= Beginning of Section =

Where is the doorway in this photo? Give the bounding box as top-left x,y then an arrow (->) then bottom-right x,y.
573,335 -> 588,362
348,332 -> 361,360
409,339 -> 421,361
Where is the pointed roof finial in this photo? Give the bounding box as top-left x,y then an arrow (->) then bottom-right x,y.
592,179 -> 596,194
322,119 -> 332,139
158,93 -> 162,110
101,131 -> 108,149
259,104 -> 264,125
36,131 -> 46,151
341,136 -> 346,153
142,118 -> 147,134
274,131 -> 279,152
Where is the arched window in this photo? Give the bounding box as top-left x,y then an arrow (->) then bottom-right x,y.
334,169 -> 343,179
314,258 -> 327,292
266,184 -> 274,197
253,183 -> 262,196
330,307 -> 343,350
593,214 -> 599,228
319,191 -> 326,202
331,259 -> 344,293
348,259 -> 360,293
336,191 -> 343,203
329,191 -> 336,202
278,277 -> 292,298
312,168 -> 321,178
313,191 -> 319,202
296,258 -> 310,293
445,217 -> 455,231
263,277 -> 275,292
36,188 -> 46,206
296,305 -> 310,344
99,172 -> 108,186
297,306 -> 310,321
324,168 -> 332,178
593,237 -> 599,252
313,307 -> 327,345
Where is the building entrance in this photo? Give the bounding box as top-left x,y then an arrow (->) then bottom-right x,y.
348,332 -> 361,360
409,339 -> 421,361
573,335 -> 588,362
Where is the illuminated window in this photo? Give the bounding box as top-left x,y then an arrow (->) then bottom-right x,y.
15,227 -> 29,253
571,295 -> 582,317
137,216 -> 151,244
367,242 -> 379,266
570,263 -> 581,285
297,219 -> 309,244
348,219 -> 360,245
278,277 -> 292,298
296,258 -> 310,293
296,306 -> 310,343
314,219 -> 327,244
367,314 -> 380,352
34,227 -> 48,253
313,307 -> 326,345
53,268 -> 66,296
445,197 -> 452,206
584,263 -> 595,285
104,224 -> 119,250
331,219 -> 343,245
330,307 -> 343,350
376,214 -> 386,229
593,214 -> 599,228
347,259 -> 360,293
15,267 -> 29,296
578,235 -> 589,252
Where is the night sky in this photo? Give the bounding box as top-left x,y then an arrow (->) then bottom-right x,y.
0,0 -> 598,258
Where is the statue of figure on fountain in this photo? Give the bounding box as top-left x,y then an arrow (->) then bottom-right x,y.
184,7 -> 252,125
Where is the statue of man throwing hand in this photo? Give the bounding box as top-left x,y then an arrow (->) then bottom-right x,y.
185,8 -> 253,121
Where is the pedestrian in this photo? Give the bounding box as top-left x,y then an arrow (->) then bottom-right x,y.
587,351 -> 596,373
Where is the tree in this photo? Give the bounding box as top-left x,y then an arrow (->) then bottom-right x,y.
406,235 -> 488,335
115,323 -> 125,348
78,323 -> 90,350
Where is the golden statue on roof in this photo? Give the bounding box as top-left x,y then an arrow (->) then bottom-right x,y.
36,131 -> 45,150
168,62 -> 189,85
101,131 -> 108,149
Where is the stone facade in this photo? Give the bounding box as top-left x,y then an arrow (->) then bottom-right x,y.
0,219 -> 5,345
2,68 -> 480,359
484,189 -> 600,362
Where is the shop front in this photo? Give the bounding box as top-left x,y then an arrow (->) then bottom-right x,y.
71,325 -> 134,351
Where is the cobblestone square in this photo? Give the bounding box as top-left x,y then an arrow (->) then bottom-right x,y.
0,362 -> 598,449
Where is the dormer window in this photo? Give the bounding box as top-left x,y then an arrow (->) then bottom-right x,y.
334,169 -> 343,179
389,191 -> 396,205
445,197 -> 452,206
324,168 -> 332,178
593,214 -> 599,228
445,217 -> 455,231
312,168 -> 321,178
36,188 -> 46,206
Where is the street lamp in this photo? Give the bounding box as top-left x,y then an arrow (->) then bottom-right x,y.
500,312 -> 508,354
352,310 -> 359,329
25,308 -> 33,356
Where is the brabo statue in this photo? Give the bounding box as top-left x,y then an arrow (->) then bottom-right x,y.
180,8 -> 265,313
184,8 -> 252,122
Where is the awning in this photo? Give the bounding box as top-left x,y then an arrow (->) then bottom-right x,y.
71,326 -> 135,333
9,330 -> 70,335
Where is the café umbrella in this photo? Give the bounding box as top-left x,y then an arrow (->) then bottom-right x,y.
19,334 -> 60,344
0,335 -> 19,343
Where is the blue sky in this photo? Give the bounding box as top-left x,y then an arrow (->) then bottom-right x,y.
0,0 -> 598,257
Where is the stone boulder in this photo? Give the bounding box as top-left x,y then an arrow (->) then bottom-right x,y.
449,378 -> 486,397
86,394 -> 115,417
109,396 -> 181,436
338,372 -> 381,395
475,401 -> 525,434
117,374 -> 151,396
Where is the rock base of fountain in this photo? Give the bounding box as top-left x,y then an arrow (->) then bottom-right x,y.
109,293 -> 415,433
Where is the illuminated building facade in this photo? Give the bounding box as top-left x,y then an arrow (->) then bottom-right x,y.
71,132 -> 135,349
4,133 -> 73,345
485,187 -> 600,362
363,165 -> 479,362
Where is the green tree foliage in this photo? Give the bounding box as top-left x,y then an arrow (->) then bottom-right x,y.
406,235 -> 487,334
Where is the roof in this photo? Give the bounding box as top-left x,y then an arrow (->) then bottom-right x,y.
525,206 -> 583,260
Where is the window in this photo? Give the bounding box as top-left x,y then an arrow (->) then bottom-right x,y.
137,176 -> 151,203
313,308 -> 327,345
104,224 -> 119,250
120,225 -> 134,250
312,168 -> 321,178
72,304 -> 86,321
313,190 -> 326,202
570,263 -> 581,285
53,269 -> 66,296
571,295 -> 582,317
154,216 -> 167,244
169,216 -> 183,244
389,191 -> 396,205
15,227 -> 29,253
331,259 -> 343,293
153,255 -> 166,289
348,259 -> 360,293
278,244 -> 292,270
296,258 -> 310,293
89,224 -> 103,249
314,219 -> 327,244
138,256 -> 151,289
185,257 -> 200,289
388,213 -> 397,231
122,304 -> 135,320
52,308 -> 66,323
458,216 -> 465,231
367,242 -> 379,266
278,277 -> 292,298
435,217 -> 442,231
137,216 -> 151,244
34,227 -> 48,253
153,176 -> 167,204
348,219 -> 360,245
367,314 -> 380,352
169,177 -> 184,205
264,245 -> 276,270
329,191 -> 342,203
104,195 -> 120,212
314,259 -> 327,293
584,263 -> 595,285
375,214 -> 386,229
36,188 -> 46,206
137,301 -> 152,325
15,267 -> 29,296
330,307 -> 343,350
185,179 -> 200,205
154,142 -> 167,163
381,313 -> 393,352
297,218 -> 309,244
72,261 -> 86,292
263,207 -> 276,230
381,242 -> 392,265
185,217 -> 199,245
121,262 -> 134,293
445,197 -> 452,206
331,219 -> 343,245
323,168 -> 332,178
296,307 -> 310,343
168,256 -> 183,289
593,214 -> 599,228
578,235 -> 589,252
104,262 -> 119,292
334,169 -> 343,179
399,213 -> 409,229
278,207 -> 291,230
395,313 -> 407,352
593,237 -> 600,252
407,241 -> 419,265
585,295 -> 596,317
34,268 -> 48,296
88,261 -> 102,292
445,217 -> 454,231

= End of Section =

In the entries, the line containing "Where is the illuminated building" and every line after it through the last are to be duplicated exactly, and no other line is to be included.

* Result for this task:
Where is the illuminated building facade in this photo? Give the bounding box as top-left x,y then an arrow (->) then bottom-right x,y.
71,132 -> 135,349
4,133 -> 73,345
485,187 -> 600,362
363,165 -> 479,362
Where is the green tree foliage in this photo? Give the bounding box as top-left x,y then an arrow (->) then bottom-right x,y.
406,235 -> 487,334
Where is the roof in this photo? Give the bounding box as top-left x,y then an arrow (->) then bottom-right x,y.
525,206 -> 583,260
Where is the window in this photo? Give the bounding box as top-left x,y then an arrow (->) then bottom-right x,y.
137,176 -> 151,203
313,308 -> 327,345
104,224 -> 119,250
120,225 -> 134,250
312,168 -> 321,178
72,304 -> 86,321
313,190 -> 326,202
570,263 -> 581,285
53,269 -> 66,296
571,295 -> 582,317
154,216 -> 167,244
169,216 -> 183,244
389,191 -> 396,205
15,227 -> 29,253
331,259 -> 343,293
153,255 -> 166,289
348,259 -> 360,293
278,244 -> 292,270
296,258 -> 310,293
89,224 -> 103,249
314,219 -> 327,244
138,256 -> 151,289
185,257 -> 200,289
388,213 -> 397,231
122,304 -> 135,320
52,308 -> 66,323
458,216 -> 465,231
367,242 -> 379,266
278,277 -> 292,298
435,217 -> 442,231
137,216 -> 151,244
34,227 -> 48,253
153,176 -> 167,204
348,219 -> 360,245
367,314 -> 380,352
169,177 -> 184,205
264,245 -> 276,270
329,191 -> 342,203
104,195 -> 120,212
314,259 -> 327,293
584,263 -> 595,285
375,214 -> 386,229
36,188 -> 46,206
137,301 -> 152,325
15,267 -> 29,296
330,307 -> 343,350
185,179 -> 200,205
154,142 -> 167,163
381,313 -> 393,352
297,218 -> 309,244
72,261 -> 86,292
263,207 -> 276,230
381,242 -> 392,265
185,217 -> 199,245
121,262 -> 134,293
445,197 -> 452,206
331,219 -> 343,245
323,168 -> 332,178
296,307 -> 310,343
168,256 -> 183,289
593,214 -> 599,228
578,235 -> 589,252
104,262 -> 119,292
334,169 -> 343,179
399,213 -> 409,229
278,207 -> 291,230
395,313 -> 407,352
593,237 -> 600,252
407,241 -> 419,265
585,295 -> 596,317
34,268 -> 48,296
88,261 -> 102,292
445,217 -> 454,231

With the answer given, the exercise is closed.